前記麺類は、麺線であってもよいし、麺皮であってもよい。例えば、前記パスタ類は、ショートパスタ、ロングパスタ、平打ちパスタなどのいずれの形状であってもよい。
【0014】
前記α化した麺類の製造方法としては、特に制限はなく、適宜選択することができ、例えば、通常の麺類の製造に用いられる原料を用いて製造した麺線または麺皮を、蒸す、茹でる等の通常の方法でα化することにより、製造することができる。例えば、穀粉類、すなわち穀粉、澱粉類を主体とする原料粉に水、必要に応じてかんすい、食塩等の副原料を加えて調製した生地から麺線または麺皮を作製し、これを蒸す、茹でる等を行うことで、α化した麺類を製造することができる。
【0015】
前記穀粉としては、特に制限はなく、適宜選択することができ、例えば、小麦粉、米粉、大麦粉、モチ大麦粉、そば粉、大豆粉、コーンフラワー、オーツ麦粉、ライ麦粉などが挙げられる。これらの中でも、小麦粉、米粉、大麦粉、モチ大麦粉、そば粉が好ましい。前記穀粉は、1種単独で使用してもよいし、2種以上を併用してもよい。
【0016】
前記穀粉は、小麦粉を含むことが好ましい。
前記小麦粉としては、特に制限はなく、麺類の製造に一般に使用されるものを適宜選択することができ、例えば、強力粉、中力粉、薄力粉、デュラム粉、全粒粉、ふすま粉、熱処理粉(α化小麦粉、部分α化小麦粉、焙焼小麦粉等)などが挙げられる。前記小麦粉は、1種単独で使用してもよいし、2種以上を併用してもよい。
【0017】
前記穀粉における小麦粉の含有量としては、特に制限はなく、適宜選択することができるが、50質量%以上が好ましく、70質量%以上がより好ましく、90質量%以上がさらに好ましく、100質量%が特に好ましい。
【0018】
前記澱粉類としては、特に制限はなく、適宜選択することができ、例えば、馬鈴薯澱粉、タピオカ澱粉、小麦澱粉、コーンスターチ、ワキシーコーンスターチ、米澱粉などの未加工澱粉、及びそれらを加工(例えば、架橋化、リン酸化、アセチル化、エーテル化、酸化、α化など)した加工澱粉が挙げられる。前記澱粉類は、1種単独で使用してもよいし、2種以上を併用してもよい。前記澱粉類の中でも、タピオカを由来とする澱粉が好ましい。また、前記澱粉類は、加工澱粉が好ましい。前記加工澱粉は、加工タピオカ澱粉が好ましく、アセチル化、エーテル化及び架橋化からなる群より選択される1種以上の加工を行ったタピオカ澱粉がより好ましい。
【0019】
前記麺類の厚みとしては、特に制限はなく、適宜選択することができる。
【0020】
<<液状組成物>>
前記液状組成物は、デキストリンを少なくとも含み、必要に応じて更にその他の成分を含む。
【0021】
-デキストリン-
本発明で用いられるデキストリンは、原料澱粉を低分子化したものであり、乾式分解した焙焼デキストリンでもよいし、湿式分解したもの、例えば酸処理澱粉、酸化澱粉、酵素変性デキストリンでもよい。また、これらのデキストリンに、水素添加し還元したものを使用してもよく、特に限定されるものではない。また、シクロデキストリン、イソマルトデキストリンを用いてもよい。

### データ抜粋

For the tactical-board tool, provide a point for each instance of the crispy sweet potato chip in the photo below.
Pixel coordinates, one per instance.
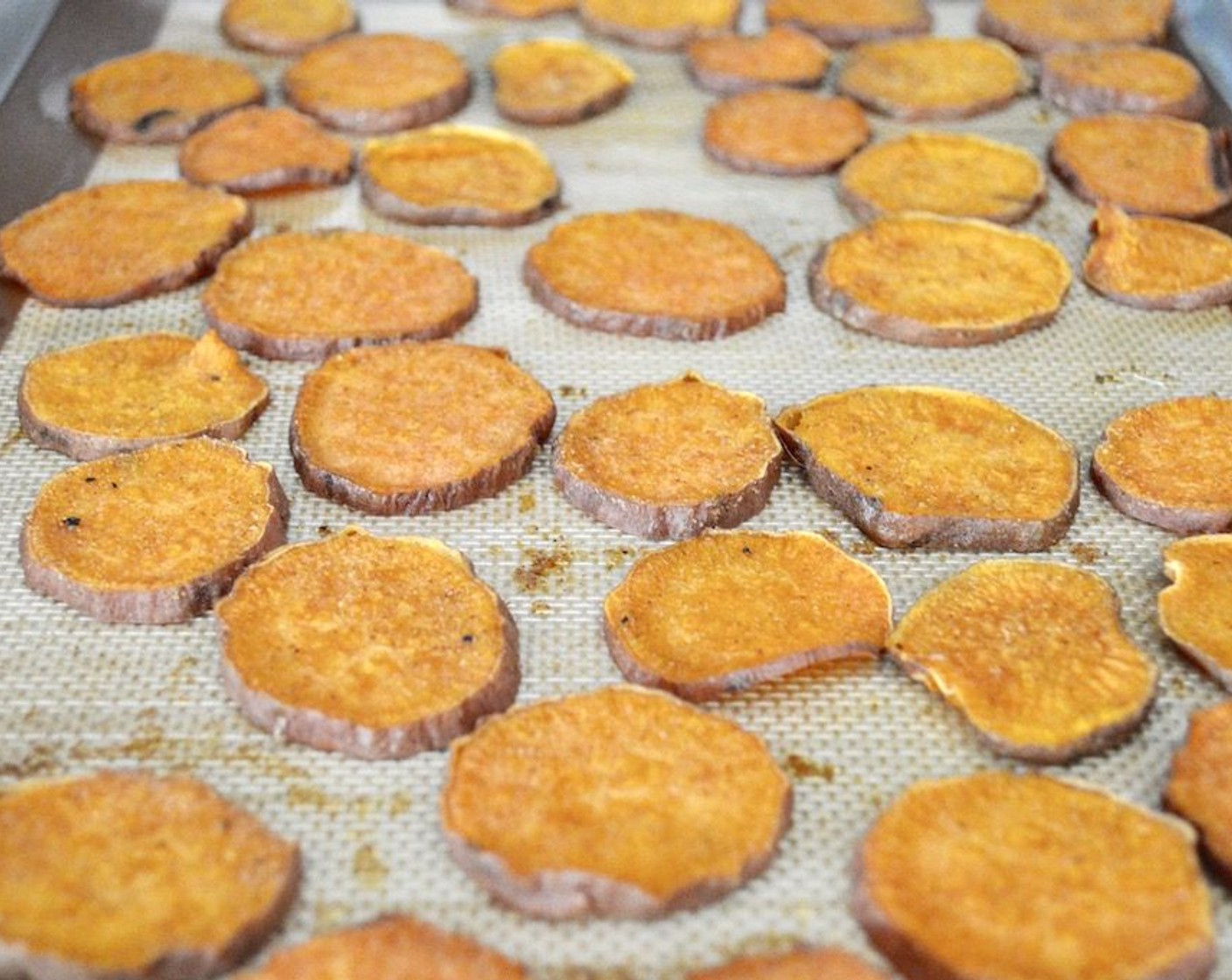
(618, 802)
(124, 874)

### 演習の目的
麺類の製造に関する読解文のうち、「前記麺類は、麺線であってもよ」から「前記穀粉は、小麦粉を含むことが好ましい。」までを、両端の語句も含めて一字一句違えずに書き写してください。

### 出力全文
前記麺類は、麺線であってもよいし、麺皮であってもよい。例えば、前記パスタ類は、ショートパスタ、ロングパスタ、平打ちパスタなどのいずれの形状であってもよい。
【0014】
前記α化した麺類の製造方法としては、特に制限はなく、適宜選択することができ、例えば、通常の麺類の製造に用いられる原料を用いて製造した麺線または麺皮を、蒸す、茹でる等の通常の方法でα化することにより、製造することができる。例えば、穀粉類、すなわち穀粉、澱粉類を主体とする原料粉に水、必要に応じてかんすい、食塩等の副原料を加えて調製した生地から麺線または麺皮を作製し、これを蒸す、茹でる等を行うことで、α化した麺類を製造することができる。
【0015】
前記穀粉としては、特に制限はなく、適宜選択することができ、例えば、小麦粉、米粉、大麦粉、モチ大麦粉、そば粉、大豆粉、コーンフラワー、オーツ麦粉、ライ麦粉などが挙げられる。これらの中でも、小麦粉、米粉、大麦粉、モチ大麦粉、そば粉が好ましい。前記穀粉は、1種単独で使用してもよいし、2種以上を併用してもよい。
【0016】
前記穀粉は、小麦粉を含むことが好ましい。